"""

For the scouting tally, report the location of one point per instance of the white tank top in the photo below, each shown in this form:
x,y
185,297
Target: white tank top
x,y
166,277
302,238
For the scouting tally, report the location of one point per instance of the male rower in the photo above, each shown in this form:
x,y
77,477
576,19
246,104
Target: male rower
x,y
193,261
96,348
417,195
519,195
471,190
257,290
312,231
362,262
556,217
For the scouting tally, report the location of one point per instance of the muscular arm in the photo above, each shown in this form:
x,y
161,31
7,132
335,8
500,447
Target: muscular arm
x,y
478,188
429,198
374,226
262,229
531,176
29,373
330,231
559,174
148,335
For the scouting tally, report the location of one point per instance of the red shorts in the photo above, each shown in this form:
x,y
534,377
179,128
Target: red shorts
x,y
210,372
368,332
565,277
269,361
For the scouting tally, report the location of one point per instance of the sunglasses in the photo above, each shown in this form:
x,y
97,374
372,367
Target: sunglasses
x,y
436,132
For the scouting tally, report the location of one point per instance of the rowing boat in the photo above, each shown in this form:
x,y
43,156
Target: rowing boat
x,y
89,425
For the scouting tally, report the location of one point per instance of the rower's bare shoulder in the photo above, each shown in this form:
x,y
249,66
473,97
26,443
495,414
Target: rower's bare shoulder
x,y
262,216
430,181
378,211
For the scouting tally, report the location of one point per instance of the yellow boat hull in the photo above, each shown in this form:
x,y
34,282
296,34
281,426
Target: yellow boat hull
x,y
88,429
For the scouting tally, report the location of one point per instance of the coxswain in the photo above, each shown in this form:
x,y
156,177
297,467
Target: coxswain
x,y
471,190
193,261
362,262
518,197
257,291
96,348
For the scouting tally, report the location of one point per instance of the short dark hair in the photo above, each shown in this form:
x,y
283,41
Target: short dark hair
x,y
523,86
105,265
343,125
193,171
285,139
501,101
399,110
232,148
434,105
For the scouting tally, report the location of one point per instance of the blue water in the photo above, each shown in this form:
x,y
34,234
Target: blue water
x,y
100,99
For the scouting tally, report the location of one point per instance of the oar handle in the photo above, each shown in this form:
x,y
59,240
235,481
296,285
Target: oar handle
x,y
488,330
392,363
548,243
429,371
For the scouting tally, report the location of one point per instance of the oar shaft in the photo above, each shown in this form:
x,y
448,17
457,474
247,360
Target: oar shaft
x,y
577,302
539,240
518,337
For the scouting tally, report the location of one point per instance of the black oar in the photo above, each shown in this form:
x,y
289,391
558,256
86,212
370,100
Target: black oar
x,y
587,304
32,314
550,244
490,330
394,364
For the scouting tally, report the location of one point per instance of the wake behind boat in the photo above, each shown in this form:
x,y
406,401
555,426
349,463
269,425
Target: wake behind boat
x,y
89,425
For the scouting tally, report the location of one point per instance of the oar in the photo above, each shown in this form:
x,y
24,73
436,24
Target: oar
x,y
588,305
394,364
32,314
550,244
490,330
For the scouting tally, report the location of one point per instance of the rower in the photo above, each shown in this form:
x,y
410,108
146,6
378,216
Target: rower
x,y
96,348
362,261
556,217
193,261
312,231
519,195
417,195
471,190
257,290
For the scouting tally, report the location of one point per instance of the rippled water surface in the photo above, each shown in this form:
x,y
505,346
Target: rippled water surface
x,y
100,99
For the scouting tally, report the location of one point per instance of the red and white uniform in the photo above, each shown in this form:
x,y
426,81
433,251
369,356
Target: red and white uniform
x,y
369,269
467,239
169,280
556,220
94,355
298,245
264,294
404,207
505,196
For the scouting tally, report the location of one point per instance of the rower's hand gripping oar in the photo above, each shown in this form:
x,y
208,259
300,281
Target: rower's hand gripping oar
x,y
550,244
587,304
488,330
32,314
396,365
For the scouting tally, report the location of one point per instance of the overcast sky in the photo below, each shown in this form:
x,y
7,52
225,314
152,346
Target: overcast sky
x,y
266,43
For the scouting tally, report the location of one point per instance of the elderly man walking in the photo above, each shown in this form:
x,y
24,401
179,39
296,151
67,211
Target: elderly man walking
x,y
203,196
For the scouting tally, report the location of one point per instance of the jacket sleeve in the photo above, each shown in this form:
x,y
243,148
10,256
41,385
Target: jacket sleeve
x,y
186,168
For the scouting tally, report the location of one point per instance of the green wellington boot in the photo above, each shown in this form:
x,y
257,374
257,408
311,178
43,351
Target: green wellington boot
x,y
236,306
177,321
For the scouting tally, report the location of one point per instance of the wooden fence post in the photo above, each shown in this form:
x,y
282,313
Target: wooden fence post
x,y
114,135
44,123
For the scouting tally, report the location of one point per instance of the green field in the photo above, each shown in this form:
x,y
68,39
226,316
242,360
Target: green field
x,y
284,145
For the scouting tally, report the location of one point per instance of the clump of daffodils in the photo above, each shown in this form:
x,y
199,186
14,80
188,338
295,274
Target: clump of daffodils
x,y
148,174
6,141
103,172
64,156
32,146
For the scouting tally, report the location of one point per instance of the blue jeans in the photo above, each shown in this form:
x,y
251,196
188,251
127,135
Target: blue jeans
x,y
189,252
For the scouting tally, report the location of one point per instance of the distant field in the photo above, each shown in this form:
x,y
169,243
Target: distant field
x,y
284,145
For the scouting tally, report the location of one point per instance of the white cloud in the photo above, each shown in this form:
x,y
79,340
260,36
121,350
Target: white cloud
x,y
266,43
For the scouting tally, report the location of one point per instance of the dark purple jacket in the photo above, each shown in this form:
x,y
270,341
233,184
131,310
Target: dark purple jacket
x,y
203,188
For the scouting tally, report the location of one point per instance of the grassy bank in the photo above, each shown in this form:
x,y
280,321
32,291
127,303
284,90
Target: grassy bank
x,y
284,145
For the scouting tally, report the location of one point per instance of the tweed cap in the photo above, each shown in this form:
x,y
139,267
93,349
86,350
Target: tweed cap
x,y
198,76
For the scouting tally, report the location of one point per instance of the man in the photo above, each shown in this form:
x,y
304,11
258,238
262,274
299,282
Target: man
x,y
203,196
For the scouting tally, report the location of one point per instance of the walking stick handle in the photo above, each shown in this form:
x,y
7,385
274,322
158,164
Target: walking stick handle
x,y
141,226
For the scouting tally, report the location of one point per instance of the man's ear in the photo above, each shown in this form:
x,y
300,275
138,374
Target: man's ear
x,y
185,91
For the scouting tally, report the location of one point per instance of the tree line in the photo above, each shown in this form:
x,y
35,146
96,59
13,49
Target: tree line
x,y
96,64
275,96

"""

* [The task]:
Copy out the entries above verbatim, from the line with "of the tweed" up to and including the last line.

* [Exercise output]:
For the scouting tally, report the location of one point per instance of the tweed cap in the photo above, each shown in this form:
x,y
139,267
93,349
86,350
Target: tweed cap
x,y
198,76
For the scouting tally, report the location of one point per instance of the man in the photo above, each shown in this form:
x,y
304,11
258,238
262,274
299,282
Target: man
x,y
203,196
For the scouting tally, report the location of one point per instance of the walking stick handle in the photo above, each shown in this form:
x,y
7,385
274,322
158,164
Target: walking stick handle
x,y
141,226
For the scouting tally, report the location of one point per instance of the man's ear in the photo above, each shown in this form:
x,y
300,275
138,374
Target: man's ear
x,y
185,91
For the scouting tally, report the location of one point per instance of the tree line in the photo above, each shown in this form:
x,y
35,146
96,59
13,49
Target: tree line
x,y
96,64
275,96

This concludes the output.